REQUIRED WORK =
**1.** Please edit the boat-billed heron text from the part that begins at the words "The boat-billed heron (Cochlearius" and stops after "a twig nest.", replacing "nocturnal" with "night-active".
**2.** Decide whether each statement agrees with the boat-billed heron text. Answer yes or no, and quote the deciding words.
(a) Brisson's description was based on a specimen collected in French Guiana.
(b) Linnaeus added 240 species to the eleventh edition of Systema Naturae.
(c) The boat-billed heron lays two to four eggs.

The boat-billed heron (Cochlearius cochlearius), colloquially known as the boatbill, is an atypical member of the heron family. It is the only member of the genus Cochlearius and was formerly placed in a monotypic family, the Cochleariidae. It lives in mangrove swamps from Mexico south to Peru and Brazil. It is a nocturnal bird, and breeds semi-colonially in mangrove trees, laying two to four bluish-white eggs in a twig nest.

==Taxonomy==
In 1760, the French zoologist Mathurin Jacques Brisson included a description of the boat-billed heron in his Ornithologie based on a specimen collected in French Guiana. He used the French name La Cuillière and the Latin Cochlearius. Brisson placed the species in a new genus Cochlearius (with the same name as that of the species). When in 1766 the Swedish naturalist Carl Linnaeus updated his Systema Naturae for the twelfth edition, he added 240 species that had been previously described by Brisson. One of these was the boat-billed heron. Linnaeus included a brief description, coined the binomial name Cancroma cochlearia, and cited Brisson's work.

INFORMATION GIVEN =
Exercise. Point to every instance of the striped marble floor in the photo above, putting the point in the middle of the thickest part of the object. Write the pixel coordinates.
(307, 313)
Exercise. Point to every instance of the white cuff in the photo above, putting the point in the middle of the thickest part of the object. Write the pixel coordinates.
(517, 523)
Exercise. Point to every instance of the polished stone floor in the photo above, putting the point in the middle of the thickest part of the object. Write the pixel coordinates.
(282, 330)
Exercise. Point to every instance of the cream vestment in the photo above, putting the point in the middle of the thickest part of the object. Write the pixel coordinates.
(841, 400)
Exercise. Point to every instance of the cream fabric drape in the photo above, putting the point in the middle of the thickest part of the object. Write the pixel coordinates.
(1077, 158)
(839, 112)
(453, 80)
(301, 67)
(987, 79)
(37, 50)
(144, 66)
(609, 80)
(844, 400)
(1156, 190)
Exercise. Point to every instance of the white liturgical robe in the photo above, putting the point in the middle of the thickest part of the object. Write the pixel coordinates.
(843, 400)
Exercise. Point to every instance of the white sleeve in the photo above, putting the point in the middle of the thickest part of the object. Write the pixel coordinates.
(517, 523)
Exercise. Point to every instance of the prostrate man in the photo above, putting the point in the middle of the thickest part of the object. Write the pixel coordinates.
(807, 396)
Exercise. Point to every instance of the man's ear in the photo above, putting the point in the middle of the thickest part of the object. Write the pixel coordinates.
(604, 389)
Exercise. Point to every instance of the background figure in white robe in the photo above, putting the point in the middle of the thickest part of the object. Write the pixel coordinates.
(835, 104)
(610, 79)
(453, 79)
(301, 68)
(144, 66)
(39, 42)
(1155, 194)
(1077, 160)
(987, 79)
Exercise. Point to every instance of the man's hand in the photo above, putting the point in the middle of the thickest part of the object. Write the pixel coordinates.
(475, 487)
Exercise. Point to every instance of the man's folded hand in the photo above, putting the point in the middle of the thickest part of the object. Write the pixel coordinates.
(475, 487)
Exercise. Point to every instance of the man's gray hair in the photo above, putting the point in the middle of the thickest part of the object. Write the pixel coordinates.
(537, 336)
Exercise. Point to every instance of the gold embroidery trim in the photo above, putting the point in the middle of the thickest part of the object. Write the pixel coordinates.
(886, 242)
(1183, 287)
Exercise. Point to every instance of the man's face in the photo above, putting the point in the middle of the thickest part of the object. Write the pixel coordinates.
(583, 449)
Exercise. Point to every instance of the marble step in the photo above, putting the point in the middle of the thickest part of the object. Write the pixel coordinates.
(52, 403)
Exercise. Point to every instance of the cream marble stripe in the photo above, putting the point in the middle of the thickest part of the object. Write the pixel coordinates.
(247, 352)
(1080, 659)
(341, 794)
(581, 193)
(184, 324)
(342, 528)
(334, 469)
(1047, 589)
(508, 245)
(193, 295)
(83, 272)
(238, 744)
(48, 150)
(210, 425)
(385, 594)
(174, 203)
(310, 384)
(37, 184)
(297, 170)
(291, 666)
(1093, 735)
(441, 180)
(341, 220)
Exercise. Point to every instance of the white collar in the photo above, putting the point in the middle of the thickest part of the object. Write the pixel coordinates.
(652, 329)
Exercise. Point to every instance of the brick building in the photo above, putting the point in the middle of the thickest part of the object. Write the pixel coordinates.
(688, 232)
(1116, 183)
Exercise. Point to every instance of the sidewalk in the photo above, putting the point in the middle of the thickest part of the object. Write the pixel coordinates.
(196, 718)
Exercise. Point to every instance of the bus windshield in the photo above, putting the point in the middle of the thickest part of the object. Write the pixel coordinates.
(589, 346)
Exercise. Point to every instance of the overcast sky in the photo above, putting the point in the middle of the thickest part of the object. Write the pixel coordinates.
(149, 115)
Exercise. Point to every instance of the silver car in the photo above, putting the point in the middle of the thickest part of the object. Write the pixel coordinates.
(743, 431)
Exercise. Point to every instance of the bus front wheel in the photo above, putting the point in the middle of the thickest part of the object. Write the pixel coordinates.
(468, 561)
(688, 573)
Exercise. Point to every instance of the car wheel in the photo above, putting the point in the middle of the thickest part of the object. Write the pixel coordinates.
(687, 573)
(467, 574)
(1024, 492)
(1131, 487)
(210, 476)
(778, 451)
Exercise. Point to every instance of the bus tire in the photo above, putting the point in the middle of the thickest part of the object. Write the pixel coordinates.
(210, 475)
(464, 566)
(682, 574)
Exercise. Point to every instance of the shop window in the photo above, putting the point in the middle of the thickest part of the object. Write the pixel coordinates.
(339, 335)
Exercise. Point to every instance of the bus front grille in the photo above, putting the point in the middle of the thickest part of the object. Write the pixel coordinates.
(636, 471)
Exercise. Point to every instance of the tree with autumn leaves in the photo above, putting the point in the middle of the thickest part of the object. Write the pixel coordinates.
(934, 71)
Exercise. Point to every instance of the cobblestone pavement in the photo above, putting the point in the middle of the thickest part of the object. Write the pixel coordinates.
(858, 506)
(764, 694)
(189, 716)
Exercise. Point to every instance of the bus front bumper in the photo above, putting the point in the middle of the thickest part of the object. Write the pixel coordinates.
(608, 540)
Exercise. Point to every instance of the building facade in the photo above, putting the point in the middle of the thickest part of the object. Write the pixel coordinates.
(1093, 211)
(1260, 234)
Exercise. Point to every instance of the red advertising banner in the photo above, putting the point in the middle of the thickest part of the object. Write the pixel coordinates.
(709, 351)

* * *

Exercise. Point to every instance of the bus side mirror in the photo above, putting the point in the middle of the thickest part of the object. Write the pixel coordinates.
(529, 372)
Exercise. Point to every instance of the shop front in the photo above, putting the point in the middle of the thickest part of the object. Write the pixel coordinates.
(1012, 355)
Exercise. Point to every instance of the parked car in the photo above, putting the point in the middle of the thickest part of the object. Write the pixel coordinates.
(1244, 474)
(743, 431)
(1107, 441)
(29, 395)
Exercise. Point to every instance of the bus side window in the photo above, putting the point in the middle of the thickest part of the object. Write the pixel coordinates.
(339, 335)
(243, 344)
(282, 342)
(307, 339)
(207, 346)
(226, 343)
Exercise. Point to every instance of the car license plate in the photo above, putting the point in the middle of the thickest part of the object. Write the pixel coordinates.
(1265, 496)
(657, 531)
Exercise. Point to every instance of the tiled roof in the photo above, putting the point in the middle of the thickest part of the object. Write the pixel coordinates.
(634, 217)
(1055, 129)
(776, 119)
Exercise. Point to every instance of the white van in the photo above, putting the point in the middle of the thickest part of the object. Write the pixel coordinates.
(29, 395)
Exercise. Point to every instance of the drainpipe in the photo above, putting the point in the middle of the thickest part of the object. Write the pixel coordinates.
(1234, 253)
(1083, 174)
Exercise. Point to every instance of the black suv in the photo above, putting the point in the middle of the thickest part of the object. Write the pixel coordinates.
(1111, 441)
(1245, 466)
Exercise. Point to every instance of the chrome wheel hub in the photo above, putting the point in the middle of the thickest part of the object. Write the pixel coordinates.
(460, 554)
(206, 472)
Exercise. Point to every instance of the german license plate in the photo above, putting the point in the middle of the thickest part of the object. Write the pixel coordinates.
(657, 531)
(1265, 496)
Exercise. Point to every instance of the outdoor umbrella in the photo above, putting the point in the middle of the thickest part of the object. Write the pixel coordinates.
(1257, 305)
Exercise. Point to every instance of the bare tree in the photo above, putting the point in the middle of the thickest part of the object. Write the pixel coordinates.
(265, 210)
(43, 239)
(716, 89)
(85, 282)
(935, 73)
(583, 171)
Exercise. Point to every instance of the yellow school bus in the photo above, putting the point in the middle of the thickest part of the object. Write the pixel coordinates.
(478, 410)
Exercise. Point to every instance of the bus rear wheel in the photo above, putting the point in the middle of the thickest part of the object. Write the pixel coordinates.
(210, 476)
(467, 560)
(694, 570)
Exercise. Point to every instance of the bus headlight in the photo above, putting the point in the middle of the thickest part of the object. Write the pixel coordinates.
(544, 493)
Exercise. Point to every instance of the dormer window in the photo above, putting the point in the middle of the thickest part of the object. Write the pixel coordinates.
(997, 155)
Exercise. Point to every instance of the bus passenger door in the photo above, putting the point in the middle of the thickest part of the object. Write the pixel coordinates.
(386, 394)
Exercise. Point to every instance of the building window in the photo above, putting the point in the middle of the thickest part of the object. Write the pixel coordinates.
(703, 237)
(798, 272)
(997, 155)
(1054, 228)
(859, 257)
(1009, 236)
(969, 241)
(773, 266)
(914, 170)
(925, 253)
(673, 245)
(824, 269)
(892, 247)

...

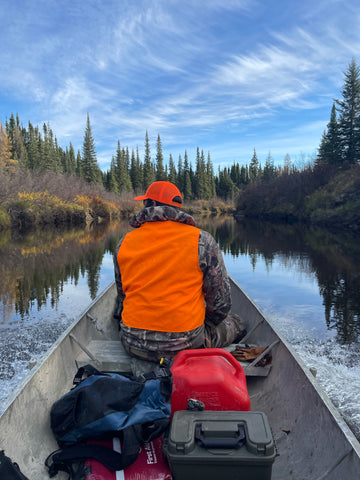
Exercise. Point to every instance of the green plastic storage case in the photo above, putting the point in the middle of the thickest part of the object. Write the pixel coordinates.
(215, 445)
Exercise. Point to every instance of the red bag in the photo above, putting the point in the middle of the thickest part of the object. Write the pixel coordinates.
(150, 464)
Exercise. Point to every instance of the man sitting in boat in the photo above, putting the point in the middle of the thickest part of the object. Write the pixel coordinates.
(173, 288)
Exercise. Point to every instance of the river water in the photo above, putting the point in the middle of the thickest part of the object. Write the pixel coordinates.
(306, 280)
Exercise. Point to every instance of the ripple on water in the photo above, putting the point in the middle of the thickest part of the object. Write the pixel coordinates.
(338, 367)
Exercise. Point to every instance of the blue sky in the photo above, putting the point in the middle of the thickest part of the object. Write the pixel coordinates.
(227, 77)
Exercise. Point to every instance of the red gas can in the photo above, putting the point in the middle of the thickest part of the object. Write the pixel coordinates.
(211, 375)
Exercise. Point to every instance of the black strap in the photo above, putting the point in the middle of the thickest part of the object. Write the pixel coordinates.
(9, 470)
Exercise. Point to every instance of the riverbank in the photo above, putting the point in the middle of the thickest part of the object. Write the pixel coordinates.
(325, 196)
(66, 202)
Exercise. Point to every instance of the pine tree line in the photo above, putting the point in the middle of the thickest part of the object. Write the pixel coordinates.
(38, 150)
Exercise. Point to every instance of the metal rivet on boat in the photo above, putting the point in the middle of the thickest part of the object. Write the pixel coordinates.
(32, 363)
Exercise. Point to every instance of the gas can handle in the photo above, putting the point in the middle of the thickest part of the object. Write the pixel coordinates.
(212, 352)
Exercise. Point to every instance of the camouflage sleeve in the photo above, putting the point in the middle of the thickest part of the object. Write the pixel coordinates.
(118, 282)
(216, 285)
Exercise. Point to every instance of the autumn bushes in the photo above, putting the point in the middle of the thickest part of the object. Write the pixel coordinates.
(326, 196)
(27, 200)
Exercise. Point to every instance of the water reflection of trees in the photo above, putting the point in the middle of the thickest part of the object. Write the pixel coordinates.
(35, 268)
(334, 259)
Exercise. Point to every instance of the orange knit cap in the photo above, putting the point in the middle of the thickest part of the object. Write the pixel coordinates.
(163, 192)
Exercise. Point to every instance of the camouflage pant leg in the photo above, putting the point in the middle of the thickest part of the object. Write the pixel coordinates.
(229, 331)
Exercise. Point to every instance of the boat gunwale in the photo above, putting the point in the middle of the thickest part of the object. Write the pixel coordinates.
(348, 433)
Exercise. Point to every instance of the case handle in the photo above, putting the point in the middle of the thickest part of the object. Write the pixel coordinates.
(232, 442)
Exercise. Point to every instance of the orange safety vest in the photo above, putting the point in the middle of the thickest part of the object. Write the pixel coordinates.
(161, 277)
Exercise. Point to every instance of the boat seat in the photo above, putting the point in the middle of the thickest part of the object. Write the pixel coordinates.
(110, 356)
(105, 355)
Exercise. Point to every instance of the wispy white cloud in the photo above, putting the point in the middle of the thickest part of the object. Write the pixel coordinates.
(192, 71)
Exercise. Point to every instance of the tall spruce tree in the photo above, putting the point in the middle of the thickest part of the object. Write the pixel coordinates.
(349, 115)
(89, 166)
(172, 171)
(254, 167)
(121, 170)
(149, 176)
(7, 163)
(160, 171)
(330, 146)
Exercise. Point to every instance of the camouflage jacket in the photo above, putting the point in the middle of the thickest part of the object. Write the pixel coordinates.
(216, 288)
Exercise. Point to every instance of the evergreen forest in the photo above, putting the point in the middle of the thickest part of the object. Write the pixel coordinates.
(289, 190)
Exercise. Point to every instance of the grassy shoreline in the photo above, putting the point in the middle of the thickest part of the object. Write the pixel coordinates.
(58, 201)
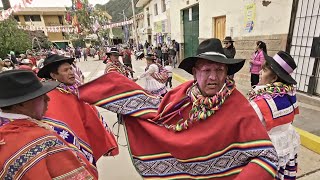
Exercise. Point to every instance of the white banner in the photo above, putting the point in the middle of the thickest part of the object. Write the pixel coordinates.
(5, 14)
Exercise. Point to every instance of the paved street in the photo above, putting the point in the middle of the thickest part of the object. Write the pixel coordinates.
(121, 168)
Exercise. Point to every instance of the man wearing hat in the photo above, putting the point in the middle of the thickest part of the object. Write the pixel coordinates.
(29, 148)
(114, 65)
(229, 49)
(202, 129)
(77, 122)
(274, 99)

RESULTS =
**1.**
The boat-billed heron (Cochlearius cochlearius), colloquially known as the boatbill, is an atypical member of the heron family. It is the only member of the genus Cochlearius and was formerly placed in a monotypic family, the Cochleariidae. It lives in mangrove swamps from Mexico south to Peru and Brazil. It is a night-active bird, and breeds semi-colonially in mangrove trees, laying two to four bluish-white eggs in a twig nest.

**2.**
(a) Yes: "based on a specimen collected in French Guiana"
(b) No: "updated his Systema Naturae for the twelfth edition, he added 240 species"
(c) Yes: "laying two to four bluish-white eggs in a twig nest"